→ Excerpt
begin
However, I must admit that most of their products are fine products.


----------



## jart (Mar 13, 2005)

I am curious if anyone might know if the Azoo unit would be compatible with the Milwaukee Sm-122? I can't see why it wouldn't be but would like find this out before ordereing. TIA.


----------



## trckrunrmike (Jan 31, 2005)

Azoo is a very famous brand in Hong Kong.


----------



## Erirku (Oct 5, 2004)

I own an AZOO regulator...
"Stops and goes to the review section, to give a good review on it!"


----------



## Dommy (Nov 5, 2008)

Yes, they are very reputable in Taiwan. They make quality products. They are selling at www.glowcorals.com for 69 US


----------



## Left C (Jun 14, 2005)

I had two Azoo regulators and they worked extremely well because I used Milwaukee pH controllers with them.

If I wasn't planning on using a pH controller; I would get a higher quality needle/metering valve and a bubble counter either attached to the needle/metering valve (JBJ) or to a separate unit bubble counter (somewhat like the AM bubble counter).

The needle valve on the Azoo regulators that I had were temperature sensitive and that caused variability in the CO2 control. Hence, they need to be replaced if used on smaller aquariums. That is why I used pH controllers.

The regulator body and solenoid is very tough and very good!

A few changes makes this product into a very good CO2 regulator, IMO.


----------
end
→ Stored rows
begin
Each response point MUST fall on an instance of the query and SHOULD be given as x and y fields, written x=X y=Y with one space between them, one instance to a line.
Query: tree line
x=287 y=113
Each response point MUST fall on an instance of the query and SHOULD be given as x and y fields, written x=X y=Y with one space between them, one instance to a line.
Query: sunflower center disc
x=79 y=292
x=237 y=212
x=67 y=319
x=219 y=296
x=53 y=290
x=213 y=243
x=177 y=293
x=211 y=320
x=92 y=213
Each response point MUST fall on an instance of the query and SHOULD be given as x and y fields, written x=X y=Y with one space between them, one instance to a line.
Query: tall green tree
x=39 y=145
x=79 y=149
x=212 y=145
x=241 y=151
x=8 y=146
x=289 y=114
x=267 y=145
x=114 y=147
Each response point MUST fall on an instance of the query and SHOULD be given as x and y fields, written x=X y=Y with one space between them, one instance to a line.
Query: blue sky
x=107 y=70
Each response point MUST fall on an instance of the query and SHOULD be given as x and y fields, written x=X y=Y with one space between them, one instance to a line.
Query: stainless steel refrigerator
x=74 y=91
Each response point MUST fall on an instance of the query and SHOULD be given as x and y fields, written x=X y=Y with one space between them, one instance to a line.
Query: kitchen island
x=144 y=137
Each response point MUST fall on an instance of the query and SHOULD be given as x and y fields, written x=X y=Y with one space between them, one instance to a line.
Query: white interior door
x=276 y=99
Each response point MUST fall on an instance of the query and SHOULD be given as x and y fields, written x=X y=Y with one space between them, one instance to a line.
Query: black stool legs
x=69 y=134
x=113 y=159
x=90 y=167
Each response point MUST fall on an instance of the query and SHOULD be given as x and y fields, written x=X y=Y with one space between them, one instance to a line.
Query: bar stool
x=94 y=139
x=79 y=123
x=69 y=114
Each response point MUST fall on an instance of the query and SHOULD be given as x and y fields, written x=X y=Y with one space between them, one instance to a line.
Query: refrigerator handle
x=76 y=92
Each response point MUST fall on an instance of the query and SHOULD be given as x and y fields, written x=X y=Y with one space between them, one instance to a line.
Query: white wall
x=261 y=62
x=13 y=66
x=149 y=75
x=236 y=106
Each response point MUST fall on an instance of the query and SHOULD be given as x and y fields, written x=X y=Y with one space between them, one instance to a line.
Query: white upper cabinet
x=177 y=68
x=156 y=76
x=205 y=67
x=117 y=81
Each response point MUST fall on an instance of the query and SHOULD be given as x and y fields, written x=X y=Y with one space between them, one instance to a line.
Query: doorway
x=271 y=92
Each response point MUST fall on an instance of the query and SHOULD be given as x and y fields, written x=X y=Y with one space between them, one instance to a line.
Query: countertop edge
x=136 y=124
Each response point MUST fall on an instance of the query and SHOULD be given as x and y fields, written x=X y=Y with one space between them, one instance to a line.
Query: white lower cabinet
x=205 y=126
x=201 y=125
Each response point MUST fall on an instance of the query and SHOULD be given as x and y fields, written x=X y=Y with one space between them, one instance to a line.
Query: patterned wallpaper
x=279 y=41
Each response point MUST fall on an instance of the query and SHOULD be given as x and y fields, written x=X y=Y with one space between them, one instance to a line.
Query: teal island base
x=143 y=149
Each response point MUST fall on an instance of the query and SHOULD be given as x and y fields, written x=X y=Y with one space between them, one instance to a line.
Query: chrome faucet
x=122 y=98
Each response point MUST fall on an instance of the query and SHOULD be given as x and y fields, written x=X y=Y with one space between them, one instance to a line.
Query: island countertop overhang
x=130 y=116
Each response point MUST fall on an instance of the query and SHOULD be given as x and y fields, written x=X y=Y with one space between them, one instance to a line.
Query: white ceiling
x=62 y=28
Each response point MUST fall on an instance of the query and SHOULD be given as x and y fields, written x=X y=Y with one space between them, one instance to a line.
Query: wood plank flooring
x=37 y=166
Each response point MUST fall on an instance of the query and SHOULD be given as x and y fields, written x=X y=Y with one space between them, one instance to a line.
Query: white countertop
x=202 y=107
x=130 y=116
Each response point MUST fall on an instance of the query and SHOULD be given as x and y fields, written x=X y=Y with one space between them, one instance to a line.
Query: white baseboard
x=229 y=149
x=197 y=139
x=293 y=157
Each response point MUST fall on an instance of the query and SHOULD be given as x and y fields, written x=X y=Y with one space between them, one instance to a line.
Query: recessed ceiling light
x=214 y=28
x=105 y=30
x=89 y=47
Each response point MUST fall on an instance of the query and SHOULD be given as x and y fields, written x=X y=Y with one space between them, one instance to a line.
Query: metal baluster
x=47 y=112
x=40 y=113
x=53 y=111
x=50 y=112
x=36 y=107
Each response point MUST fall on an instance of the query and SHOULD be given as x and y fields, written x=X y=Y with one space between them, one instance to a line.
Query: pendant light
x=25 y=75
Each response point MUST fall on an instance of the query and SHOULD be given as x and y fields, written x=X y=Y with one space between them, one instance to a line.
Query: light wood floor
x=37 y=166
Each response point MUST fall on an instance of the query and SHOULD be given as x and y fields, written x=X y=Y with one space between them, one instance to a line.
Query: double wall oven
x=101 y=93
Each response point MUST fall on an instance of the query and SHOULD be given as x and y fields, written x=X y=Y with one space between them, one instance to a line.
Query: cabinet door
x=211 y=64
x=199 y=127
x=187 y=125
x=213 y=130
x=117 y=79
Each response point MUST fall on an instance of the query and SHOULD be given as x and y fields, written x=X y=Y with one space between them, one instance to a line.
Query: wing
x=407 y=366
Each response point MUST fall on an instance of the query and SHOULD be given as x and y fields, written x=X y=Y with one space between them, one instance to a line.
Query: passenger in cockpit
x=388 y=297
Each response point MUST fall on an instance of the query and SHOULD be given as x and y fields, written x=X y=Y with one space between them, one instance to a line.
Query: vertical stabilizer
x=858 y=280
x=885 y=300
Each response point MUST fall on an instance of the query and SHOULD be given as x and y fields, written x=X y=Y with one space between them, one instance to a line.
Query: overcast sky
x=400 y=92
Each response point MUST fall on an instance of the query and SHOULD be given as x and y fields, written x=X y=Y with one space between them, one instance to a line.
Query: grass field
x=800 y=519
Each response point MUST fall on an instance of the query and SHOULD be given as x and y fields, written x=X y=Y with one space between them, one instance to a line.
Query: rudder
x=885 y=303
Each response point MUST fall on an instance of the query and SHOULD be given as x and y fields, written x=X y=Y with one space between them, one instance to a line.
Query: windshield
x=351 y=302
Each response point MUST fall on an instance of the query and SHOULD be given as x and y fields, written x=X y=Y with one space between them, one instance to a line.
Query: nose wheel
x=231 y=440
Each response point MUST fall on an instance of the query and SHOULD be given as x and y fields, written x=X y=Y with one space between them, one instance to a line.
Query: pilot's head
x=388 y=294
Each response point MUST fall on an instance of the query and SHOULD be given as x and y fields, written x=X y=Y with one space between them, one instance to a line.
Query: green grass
end
→ Exercise objective
Transcribe the Azoo regulator thread from "I had two Azoo" up to and including "and very good!", keeping every word and mark unchanged.

→ Task result
I had two Azoo regulators and they worked extremely well because I used Milwaukee pH controllers with them.

If I wasn't planning on using a pH controller; I would get a higher quality needle/metering valve and a bubble counter either attached to the needle/metering valve (JBJ) or to a separate unit bubble counter (somewhat like the AM bubble counter).

The needle valve on the Azoo regulators that I had were temperature sensitive and that caused variability in the CO2 control. Hence, they need to be replaced if used on smaller aquariums. That is why I used pH controllers.

The regulator body and solenoid is very tough and very good!